Stored data entries

⁂

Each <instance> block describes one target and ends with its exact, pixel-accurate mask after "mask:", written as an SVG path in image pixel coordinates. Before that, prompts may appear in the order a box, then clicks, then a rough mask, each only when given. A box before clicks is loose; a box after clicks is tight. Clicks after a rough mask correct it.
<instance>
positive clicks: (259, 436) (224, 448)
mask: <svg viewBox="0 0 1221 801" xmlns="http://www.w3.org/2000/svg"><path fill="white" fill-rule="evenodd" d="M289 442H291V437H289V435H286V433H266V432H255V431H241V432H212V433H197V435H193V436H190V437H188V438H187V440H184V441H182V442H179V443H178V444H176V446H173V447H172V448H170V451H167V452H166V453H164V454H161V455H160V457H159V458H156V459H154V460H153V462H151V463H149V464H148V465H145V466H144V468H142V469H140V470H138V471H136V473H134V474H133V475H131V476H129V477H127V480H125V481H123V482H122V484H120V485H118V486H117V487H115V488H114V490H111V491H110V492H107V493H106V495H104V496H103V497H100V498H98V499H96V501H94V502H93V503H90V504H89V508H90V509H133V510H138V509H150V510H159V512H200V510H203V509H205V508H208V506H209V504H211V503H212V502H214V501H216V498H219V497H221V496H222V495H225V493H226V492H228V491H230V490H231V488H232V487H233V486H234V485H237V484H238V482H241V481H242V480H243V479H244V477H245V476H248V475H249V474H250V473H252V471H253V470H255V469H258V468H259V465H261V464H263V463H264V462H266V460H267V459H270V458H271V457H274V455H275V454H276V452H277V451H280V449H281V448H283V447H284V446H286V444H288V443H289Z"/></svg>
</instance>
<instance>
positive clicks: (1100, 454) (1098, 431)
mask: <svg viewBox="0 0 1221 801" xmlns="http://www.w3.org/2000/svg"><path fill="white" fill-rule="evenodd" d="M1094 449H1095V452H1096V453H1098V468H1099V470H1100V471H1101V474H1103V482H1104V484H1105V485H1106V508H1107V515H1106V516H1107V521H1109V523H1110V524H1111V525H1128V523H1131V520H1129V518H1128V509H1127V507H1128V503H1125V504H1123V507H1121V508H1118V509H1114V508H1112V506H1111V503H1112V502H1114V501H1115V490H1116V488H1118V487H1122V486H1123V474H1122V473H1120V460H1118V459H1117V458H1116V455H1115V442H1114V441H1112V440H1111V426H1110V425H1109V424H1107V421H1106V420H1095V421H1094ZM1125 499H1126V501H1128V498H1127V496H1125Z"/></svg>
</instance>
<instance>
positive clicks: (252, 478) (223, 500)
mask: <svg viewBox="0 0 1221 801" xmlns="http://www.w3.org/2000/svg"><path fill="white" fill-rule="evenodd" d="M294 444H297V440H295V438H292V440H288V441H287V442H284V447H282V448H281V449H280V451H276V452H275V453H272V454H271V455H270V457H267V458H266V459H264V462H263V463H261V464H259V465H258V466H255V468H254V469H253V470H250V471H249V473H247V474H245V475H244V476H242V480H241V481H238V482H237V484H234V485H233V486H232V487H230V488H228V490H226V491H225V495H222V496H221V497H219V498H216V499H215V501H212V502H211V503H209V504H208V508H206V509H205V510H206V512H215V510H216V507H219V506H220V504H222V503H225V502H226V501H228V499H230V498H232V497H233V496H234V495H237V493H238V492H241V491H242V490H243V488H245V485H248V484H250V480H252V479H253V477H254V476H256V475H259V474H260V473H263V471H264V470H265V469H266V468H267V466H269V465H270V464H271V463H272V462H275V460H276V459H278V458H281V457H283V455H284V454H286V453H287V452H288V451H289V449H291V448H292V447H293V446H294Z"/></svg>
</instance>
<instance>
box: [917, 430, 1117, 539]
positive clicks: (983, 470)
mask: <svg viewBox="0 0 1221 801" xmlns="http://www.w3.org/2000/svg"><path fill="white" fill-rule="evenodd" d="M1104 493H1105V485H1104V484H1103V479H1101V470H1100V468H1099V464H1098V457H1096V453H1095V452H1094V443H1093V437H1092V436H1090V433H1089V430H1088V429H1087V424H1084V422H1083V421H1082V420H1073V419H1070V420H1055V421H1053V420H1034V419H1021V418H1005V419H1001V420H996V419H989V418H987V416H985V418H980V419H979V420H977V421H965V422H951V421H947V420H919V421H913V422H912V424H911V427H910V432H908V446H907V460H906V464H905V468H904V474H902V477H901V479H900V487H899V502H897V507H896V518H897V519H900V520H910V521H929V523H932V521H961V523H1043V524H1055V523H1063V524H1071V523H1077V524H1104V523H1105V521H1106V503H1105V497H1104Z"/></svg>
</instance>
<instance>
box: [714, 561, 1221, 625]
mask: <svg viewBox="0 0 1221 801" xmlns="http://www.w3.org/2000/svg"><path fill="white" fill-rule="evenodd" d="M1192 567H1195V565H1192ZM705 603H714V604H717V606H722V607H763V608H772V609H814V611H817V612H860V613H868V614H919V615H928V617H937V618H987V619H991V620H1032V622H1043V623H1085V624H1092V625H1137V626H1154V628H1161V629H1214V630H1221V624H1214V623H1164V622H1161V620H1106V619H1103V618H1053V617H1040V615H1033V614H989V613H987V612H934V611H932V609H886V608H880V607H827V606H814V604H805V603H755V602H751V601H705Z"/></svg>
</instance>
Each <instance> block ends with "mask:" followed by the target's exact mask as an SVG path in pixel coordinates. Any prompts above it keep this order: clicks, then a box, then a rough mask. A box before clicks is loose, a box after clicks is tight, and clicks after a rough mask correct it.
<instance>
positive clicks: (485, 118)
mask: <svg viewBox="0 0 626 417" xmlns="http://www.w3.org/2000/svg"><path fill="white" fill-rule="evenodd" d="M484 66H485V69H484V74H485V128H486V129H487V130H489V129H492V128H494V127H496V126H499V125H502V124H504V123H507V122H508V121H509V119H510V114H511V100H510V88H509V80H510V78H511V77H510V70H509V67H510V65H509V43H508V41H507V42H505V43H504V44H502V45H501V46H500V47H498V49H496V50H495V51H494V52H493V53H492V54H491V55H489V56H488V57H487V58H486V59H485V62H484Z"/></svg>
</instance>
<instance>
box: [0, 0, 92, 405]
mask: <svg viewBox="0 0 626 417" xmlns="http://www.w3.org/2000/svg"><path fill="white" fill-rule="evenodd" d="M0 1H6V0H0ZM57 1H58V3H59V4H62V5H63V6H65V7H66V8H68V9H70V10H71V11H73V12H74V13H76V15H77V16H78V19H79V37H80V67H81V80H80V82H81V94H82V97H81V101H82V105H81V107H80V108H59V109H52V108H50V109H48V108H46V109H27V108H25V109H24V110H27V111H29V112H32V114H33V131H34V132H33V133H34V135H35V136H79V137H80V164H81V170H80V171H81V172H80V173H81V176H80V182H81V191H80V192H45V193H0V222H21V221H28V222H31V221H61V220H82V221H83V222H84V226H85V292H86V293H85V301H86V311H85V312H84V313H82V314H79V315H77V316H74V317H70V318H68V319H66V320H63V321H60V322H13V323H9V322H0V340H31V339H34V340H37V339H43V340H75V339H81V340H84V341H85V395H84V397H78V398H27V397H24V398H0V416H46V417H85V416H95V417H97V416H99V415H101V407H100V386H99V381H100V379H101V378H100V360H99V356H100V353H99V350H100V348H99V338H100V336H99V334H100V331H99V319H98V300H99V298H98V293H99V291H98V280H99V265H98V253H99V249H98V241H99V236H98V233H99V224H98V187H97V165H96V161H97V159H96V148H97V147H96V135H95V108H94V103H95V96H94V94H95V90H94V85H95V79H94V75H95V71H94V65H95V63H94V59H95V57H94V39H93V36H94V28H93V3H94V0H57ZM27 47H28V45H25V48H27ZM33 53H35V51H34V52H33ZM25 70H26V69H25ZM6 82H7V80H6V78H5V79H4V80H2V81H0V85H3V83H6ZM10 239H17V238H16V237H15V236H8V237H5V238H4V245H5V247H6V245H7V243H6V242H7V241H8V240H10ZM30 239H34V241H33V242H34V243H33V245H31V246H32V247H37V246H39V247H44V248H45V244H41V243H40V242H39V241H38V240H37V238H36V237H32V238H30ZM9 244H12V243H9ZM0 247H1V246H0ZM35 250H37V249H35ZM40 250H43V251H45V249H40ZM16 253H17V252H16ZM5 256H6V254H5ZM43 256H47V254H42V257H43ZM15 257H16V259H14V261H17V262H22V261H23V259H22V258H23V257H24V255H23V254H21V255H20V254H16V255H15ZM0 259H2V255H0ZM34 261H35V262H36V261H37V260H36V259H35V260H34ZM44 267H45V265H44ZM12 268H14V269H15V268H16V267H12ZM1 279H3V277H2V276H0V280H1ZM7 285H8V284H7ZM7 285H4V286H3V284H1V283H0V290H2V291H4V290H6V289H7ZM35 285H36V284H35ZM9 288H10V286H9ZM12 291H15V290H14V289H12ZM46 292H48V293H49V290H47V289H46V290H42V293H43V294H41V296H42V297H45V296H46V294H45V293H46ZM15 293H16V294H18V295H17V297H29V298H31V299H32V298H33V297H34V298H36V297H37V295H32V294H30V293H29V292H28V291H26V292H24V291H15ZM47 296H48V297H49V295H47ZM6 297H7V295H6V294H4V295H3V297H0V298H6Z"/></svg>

⁂

Look at each line above and note whether it holds the word "before". Report how many do, as the number only.

2